>> START EXTRACTED INFORMATION
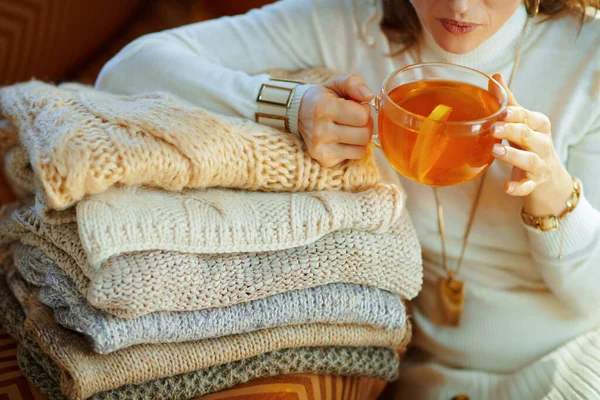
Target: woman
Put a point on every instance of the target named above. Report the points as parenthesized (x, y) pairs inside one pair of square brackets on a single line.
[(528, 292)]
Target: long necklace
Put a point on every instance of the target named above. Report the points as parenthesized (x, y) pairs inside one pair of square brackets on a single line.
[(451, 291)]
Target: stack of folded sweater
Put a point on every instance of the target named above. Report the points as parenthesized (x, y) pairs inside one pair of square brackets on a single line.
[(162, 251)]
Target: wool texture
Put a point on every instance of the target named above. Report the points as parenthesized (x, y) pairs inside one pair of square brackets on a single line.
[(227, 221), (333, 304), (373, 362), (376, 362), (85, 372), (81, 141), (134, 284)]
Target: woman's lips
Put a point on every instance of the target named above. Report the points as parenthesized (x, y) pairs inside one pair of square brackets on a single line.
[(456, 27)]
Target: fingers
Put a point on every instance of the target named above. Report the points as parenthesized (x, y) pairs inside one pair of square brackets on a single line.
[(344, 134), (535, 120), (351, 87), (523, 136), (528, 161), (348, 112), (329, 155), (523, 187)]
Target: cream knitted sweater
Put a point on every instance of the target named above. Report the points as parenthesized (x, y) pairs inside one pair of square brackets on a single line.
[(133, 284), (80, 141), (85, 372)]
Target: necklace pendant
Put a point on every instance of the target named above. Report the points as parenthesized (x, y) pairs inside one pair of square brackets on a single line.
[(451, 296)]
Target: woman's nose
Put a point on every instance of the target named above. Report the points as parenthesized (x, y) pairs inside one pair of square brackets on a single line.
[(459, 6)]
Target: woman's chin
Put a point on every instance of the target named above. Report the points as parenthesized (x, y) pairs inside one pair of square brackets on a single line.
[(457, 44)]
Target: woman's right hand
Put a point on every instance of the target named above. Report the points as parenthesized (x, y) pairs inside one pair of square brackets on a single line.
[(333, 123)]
>> END EXTRACTED INFORMATION
* [EXERCISE OBJECTIVE]
Copy the records verbatim from their start through the line containing "[(528, 292)]", with both ends included. Leave the pictures out.

* [RESPONSE TO THIS EXERCISE]
Target: woman
Put a point on every instance of the target named above. Report the points as parenthesized (x, y) pairs inside one pair of square brackets on a single line.
[(528, 292)]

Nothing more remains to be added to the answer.